* _Exercise description_
Can you find the lines of the listing that include "range" and copy every one?

** Material for this task follows **

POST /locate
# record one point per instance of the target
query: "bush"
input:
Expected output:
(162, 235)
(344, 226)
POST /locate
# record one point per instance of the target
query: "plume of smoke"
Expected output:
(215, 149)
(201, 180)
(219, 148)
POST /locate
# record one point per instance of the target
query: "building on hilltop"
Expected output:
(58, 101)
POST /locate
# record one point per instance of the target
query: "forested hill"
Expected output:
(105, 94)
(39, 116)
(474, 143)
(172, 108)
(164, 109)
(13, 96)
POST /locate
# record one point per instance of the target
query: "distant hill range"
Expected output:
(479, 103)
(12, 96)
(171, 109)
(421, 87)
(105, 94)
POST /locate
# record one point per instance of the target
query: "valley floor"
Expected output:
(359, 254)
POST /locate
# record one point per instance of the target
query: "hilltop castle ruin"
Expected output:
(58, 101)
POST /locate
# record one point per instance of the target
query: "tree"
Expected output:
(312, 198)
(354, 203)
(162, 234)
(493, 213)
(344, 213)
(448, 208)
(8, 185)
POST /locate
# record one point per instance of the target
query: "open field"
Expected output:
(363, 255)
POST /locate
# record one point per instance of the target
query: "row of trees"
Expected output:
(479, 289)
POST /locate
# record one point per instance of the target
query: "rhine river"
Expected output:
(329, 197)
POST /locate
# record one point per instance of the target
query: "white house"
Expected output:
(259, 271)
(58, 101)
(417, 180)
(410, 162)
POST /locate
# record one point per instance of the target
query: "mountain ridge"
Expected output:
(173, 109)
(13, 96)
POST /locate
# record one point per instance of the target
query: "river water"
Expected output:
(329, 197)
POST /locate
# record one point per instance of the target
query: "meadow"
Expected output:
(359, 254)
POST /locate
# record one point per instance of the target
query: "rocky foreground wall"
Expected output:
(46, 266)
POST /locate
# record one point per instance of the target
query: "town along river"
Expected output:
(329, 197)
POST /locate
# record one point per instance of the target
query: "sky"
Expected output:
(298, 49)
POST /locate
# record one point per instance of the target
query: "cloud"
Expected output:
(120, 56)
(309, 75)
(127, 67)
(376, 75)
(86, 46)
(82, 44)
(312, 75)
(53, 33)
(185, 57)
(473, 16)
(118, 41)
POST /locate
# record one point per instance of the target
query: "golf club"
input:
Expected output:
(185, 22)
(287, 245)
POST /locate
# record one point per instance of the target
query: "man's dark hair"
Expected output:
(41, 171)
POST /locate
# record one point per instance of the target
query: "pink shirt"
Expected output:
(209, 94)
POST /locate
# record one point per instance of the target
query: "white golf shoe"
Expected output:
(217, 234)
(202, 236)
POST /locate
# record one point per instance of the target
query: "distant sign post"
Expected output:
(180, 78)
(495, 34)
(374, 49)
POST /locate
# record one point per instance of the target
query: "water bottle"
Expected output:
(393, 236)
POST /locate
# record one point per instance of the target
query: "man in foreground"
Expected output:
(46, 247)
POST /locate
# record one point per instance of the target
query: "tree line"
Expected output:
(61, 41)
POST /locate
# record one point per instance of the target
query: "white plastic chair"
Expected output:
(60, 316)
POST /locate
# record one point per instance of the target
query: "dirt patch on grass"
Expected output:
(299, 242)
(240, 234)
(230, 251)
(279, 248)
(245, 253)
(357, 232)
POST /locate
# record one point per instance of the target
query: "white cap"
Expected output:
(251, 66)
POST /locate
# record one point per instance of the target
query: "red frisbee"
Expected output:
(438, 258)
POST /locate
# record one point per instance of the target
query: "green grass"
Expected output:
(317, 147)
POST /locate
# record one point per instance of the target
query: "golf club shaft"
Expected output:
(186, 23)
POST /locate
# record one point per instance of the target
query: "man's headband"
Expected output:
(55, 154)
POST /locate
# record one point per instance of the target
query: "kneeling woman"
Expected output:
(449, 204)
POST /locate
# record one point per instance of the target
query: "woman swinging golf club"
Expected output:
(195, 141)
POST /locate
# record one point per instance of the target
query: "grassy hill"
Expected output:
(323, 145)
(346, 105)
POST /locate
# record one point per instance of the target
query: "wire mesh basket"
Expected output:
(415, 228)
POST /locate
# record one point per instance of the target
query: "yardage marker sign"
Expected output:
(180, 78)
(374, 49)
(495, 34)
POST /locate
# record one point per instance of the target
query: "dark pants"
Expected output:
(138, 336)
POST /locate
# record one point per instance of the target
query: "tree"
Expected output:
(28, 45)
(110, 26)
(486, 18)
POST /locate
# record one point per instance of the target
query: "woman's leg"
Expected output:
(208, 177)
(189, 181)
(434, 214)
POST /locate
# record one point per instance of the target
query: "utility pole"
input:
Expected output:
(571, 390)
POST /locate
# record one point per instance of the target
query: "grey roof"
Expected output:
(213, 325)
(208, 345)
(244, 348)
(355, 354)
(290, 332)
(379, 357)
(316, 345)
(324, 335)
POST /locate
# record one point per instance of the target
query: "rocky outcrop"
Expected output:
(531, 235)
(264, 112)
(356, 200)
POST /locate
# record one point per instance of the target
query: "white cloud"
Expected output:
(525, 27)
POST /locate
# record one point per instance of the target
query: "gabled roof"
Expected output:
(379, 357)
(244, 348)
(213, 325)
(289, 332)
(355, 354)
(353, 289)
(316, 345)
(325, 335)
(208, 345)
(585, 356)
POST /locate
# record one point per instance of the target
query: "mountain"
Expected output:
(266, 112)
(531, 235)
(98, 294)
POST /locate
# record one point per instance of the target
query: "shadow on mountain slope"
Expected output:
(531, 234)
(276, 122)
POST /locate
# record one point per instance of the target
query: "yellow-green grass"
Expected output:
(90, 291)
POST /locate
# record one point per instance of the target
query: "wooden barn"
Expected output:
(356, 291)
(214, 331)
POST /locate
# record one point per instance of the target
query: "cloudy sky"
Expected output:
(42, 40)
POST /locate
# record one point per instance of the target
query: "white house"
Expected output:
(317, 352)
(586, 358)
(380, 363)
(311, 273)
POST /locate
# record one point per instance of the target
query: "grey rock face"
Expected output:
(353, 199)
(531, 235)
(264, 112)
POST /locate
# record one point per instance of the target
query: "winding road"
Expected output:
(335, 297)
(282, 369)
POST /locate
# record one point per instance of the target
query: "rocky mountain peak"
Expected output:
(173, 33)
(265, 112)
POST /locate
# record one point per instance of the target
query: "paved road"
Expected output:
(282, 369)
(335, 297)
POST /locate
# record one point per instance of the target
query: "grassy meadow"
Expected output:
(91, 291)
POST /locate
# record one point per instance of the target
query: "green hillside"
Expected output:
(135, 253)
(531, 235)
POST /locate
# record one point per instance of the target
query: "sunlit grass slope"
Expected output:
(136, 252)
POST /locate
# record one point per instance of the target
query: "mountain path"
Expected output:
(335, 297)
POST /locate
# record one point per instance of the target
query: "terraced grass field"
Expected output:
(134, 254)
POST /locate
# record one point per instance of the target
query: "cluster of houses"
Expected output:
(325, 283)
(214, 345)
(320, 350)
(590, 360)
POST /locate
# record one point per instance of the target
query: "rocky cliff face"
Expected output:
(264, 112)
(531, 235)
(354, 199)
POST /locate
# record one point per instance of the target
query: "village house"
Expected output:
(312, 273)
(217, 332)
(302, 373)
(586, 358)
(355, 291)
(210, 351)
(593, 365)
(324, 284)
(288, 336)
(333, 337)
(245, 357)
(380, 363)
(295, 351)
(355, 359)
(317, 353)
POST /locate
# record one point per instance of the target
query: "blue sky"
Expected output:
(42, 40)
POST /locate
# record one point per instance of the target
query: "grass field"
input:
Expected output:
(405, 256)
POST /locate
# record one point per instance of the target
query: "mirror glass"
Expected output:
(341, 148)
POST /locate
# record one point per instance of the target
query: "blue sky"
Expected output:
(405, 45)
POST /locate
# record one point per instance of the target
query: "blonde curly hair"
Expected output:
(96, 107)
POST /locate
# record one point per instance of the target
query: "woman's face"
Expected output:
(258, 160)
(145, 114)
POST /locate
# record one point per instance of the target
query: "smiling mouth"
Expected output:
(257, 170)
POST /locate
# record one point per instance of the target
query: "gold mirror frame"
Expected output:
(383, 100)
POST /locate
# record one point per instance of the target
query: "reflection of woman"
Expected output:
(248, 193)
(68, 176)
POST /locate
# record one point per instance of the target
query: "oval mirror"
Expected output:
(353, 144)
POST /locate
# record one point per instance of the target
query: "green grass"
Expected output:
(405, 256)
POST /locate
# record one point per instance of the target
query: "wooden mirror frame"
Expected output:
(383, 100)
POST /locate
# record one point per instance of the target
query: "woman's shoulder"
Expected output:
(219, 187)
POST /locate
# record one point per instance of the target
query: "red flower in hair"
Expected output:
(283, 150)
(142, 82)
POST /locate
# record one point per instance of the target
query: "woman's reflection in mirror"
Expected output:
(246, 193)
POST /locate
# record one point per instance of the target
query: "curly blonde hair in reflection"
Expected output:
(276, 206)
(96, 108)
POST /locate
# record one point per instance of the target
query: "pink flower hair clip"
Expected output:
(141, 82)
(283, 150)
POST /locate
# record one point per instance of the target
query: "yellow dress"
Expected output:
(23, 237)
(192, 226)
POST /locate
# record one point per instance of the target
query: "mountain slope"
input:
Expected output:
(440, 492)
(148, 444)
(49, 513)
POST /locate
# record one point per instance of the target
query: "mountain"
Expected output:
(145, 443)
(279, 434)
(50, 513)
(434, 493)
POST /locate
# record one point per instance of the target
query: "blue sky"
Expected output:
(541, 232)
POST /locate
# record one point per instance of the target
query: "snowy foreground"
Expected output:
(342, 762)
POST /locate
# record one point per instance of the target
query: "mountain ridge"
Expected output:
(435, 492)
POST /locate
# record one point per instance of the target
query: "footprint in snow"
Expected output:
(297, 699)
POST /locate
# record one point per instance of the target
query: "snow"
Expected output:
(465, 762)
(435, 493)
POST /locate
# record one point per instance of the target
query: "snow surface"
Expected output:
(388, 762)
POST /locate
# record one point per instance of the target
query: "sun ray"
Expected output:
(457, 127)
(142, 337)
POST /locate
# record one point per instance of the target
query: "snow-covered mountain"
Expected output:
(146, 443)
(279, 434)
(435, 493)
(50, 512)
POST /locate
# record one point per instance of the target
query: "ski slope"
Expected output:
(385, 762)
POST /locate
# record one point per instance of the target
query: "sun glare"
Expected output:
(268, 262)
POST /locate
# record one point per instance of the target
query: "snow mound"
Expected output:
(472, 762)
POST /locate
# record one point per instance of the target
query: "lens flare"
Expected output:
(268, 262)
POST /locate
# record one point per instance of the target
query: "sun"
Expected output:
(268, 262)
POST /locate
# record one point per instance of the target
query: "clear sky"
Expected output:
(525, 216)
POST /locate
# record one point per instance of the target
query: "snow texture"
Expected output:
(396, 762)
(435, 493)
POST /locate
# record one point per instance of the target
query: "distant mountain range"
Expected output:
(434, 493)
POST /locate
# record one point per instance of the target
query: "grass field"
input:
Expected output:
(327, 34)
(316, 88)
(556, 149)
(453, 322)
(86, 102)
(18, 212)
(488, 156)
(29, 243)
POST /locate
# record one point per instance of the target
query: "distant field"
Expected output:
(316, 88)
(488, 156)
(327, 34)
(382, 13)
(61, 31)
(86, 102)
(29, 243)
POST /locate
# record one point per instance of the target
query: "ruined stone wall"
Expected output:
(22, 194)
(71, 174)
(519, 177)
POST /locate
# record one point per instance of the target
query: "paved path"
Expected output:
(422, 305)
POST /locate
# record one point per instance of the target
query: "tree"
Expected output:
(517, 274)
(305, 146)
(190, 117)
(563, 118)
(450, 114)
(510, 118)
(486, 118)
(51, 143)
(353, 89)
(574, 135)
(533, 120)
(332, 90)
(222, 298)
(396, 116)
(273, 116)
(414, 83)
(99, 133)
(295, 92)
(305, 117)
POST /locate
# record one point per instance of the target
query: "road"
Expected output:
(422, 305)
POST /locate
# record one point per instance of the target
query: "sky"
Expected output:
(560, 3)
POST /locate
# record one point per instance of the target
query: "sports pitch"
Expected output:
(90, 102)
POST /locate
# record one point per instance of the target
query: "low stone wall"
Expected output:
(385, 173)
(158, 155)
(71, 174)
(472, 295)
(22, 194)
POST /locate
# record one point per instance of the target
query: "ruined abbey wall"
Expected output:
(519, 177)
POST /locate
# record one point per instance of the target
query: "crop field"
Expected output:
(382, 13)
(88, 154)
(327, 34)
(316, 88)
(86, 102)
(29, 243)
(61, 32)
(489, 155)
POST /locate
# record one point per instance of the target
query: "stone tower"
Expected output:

** End of Material for this task **

* _Response to the exercise_
query: "distant hill range"
query: "distant mountain range"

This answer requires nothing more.